Your task:
Copy out the entries that follow, unchanged.

**** Data to process

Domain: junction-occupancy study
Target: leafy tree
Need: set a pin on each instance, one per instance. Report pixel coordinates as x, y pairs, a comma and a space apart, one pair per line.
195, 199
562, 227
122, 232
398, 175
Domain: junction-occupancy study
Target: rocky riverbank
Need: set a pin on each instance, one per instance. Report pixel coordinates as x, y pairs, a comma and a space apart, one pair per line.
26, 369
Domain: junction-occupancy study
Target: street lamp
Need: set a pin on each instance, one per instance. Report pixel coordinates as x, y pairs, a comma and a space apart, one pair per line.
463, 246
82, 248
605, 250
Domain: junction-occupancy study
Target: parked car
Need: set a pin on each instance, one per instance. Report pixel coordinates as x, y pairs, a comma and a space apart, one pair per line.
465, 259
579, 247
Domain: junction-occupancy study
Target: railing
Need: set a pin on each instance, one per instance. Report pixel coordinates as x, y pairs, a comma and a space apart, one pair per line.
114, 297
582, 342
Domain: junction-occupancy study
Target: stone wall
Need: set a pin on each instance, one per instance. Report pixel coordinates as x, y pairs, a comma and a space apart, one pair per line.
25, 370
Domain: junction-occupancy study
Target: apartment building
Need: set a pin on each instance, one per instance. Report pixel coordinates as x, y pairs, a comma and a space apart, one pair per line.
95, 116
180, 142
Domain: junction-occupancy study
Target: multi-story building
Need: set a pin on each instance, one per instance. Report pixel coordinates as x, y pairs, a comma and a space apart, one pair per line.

********

Output for this exercise:
Domain: junction-occupancy study
Target: leafy tree
Need: set a pin on each instance, one per instance. Report pixel coordinates as x, y pairs, a comma and a space apart, one pair per line.
195, 199
562, 227
122, 232
398, 175
Domain: junction-occupancy study
Target: rocky riverbank
Need: set a pin on each instance, one per instance. Report pixel coordinates as x, y pairs, a comma and a space apart, one pair per line.
26, 369
Domain: junction-occupancy study
Target: street lamp
Need: set a pin on each instance, one per instance. Report pixel coordinates as x, y pairs, a comma and a space apart, one pair per line.
463, 246
82, 248
605, 250
Domain: junction-occupancy study
Target: parked car
Need: set a pin on each instance, one per instance. Report pixel coordinates as x, y pairs, a comma and a space apart, one pair per line.
465, 259
579, 247
Domain: junction-occupancy study
Target: railing
Need: set a pin on each instance, one per instance. Report pixel coordinates as x, y pairs, a comma and a space apart, one pair per line.
114, 297
582, 342
Domain: junction-occupancy study
Target: stone wall
Need: set a pin on each instance, one per instance. Report pixel coordinates as x, y pairs, a comma and a space apart, one pair per line.
25, 370
Domain: junction-occupancy study
Target: apartment building
Need: set a pin on each instance, one per instance. Report pixel coordinates as x, y pairs, a comma and a space apart, one pair per line.
95, 116
180, 142
Domain: junction-occupancy study
Target: multi-story building
Need: set a pin on each instance, one per instance. Report pixel coordinates as x, y pairs, a comma and a space apart, one pair per line.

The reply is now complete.